**Your instructions:**
Write out all of the data exactly as it appears.

**Provided records:**
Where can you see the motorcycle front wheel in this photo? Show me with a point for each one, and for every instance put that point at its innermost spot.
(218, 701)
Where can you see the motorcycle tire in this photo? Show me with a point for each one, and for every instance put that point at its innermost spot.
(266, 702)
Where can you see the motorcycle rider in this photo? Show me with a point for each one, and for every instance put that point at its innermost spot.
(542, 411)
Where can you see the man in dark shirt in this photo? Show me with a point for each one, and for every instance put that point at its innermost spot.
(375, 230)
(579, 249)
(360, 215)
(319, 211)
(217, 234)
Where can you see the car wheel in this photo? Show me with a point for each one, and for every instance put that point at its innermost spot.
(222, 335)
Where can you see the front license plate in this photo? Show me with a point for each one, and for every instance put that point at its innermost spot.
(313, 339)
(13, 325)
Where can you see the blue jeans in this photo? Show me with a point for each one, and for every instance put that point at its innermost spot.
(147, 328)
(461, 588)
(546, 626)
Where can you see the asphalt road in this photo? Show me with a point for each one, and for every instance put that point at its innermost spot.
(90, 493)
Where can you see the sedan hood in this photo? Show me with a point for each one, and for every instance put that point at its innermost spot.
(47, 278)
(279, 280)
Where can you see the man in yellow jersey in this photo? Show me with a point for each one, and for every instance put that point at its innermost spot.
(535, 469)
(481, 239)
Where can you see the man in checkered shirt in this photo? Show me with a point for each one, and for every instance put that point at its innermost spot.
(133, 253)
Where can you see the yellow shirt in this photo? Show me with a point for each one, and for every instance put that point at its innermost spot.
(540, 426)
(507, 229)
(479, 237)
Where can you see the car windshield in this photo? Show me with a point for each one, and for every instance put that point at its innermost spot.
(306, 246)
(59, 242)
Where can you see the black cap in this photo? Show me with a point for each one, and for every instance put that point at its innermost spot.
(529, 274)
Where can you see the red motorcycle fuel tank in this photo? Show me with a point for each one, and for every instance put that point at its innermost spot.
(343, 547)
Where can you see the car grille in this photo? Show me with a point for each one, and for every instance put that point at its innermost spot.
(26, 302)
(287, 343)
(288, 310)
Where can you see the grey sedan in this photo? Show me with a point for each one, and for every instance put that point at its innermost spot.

**Worked solution:**
Where can you see the motorcycle front wheel in this photo? Show me with a point for each one, and for every instance put that point at its innermost spot.
(218, 701)
Where can you see the motorcycle tire in this photo? Show me with a point for each one, and for every instance put that point at its innermost spot.
(266, 702)
Where can you see the motorcycle rider in this photo? Show me with a point for each one, and for every instance put that point at its innermost spot.
(542, 411)
Where can you see the man in dark shirt in this photo? Show me with a point for each one, and for every instance put that point at its innermost spot.
(375, 230)
(579, 249)
(360, 215)
(319, 211)
(217, 234)
Where can you see the car wheel in this photo? Show me with a point for each one, and for every instance put that point at its innermost spot.
(222, 335)
Where can you see the front license plate in this photo? Show me with a point for each one, and for every instance put that point at its innermost spot.
(313, 339)
(13, 325)
Where can you see the blue jeans in this photo? Show me with a point for each one, and for every instance put that point at its innermost spot.
(147, 328)
(461, 588)
(546, 626)
Where can you see the asphalt road in this photo? Show me with a point for each one, and for every instance put that point at its innermost spot.
(90, 493)
Where can you see the sedan hood in this photo? Show me with a point for each one, and for every instance put that point at its innermost spot.
(47, 278)
(279, 280)
Where can you see the man in yellow jersey in this photo? Show me with a point for each one, and for every instance put that point at its innermost spot.
(535, 469)
(481, 239)
Where can you see the man in checkered shirt in this photo? Show me with a point for each one, and for every instance put that point at its innermost spot.
(133, 253)
Where can you see the yellow shirt in this photo? Show me with a point for each one, and for every instance put that point at its innermost spot.
(540, 426)
(507, 229)
(479, 237)
Where can you see the car windshield in this photo? Show me with a point for each one, and for every instance put that point at its innermost spot.
(306, 246)
(59, 242)
Where can you see the black cap in this photo? Show me with a point for each one, and for every instance put that point at its innermost spot.
(529, 274)
Where can you see the red motorcycle fuel tank in this photo? Show me with a point for each one, and for every instance put that point at its innermost spot.
(343, 547)
Where can you see the car grille in this photo? Show me with a point for each one, and for every instance put that point at its innermost spot.
(26, 302)
(287, 343)
(288, 310)
Where can you see the grey sedan in this photo? Show me with a point for each one, and for every instance put that point at its innermost spot.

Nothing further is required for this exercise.